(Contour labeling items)
────────────────

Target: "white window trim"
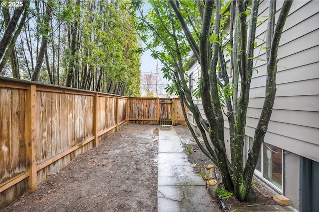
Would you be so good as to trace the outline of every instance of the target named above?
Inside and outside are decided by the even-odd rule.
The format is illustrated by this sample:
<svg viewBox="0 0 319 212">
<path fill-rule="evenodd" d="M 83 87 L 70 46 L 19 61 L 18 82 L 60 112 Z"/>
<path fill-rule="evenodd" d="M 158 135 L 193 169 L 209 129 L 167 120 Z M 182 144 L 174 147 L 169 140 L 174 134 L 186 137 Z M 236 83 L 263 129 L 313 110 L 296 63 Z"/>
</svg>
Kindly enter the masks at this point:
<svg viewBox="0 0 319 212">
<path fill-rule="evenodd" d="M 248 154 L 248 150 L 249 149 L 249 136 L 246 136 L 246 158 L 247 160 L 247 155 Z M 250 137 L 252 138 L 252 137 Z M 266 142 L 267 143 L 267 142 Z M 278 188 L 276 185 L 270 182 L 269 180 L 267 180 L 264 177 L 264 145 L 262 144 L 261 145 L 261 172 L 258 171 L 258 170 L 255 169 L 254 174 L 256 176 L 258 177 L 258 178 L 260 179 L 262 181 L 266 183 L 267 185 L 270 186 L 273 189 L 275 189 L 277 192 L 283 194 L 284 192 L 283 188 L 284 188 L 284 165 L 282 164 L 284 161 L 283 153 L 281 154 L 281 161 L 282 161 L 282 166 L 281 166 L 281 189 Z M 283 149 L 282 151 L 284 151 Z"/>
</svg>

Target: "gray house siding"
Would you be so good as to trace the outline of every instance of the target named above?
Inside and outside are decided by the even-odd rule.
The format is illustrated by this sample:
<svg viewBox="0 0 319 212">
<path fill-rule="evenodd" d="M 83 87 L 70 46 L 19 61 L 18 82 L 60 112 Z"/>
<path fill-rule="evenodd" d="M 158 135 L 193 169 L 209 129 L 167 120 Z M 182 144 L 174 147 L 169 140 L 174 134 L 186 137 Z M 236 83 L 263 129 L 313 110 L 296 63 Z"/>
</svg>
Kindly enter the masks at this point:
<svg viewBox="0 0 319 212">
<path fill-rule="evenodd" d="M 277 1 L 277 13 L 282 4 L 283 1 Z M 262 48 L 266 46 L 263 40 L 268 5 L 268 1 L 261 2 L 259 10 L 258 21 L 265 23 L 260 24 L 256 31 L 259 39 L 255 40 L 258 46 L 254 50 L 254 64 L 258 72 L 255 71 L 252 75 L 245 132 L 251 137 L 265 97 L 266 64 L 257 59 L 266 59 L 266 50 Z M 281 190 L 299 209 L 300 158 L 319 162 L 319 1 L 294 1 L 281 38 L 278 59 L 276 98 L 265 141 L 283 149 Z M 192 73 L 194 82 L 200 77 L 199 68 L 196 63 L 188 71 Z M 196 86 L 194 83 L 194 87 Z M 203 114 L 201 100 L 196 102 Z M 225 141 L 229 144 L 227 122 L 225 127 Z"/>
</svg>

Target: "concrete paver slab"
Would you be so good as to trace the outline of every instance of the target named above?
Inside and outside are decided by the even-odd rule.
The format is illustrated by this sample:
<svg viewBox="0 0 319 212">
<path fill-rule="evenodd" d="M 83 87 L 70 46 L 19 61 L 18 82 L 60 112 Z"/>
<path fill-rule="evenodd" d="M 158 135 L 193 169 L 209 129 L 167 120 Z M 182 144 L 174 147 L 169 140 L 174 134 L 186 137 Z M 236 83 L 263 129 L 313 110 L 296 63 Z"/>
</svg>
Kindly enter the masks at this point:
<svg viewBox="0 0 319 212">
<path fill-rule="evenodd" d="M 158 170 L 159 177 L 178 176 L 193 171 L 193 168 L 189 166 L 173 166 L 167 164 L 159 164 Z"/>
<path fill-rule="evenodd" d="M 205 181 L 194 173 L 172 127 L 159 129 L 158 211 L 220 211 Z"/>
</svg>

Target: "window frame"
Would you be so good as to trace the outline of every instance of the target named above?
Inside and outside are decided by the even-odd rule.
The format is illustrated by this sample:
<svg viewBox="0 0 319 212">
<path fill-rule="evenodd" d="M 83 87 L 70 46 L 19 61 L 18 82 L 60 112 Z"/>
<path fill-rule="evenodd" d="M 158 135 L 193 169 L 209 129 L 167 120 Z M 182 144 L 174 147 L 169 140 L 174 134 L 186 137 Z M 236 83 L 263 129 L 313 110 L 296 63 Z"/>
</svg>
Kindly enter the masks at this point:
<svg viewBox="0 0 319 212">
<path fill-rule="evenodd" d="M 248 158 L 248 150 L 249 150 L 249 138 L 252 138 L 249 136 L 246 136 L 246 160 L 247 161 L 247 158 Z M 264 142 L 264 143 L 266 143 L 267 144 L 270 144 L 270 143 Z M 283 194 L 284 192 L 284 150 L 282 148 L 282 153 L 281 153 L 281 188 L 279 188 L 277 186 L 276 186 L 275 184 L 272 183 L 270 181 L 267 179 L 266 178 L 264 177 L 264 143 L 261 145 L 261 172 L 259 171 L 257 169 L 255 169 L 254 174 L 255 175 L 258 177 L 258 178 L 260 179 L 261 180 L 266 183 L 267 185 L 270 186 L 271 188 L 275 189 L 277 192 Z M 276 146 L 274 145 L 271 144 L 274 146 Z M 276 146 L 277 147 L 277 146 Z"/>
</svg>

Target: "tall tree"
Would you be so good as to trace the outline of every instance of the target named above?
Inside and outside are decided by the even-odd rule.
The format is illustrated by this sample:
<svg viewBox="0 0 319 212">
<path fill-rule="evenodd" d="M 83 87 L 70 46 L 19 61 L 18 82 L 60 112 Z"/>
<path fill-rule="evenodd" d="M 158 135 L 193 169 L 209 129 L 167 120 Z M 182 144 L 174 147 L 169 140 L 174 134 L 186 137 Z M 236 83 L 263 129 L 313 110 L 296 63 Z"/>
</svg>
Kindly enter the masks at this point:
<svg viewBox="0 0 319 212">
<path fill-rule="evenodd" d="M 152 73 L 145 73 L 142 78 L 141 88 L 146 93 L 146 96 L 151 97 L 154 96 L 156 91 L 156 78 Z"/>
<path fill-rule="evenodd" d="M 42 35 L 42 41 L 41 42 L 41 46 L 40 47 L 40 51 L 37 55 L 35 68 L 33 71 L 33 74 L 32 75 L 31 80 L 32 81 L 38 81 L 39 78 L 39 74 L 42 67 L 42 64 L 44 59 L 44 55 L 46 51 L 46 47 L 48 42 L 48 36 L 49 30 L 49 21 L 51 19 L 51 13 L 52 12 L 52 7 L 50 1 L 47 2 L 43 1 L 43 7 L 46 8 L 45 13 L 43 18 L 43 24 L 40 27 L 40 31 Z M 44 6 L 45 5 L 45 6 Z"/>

────────────────

Task: Please state how many lines of the records above contain the string "window", giving only the number. Case counts.

The output: 2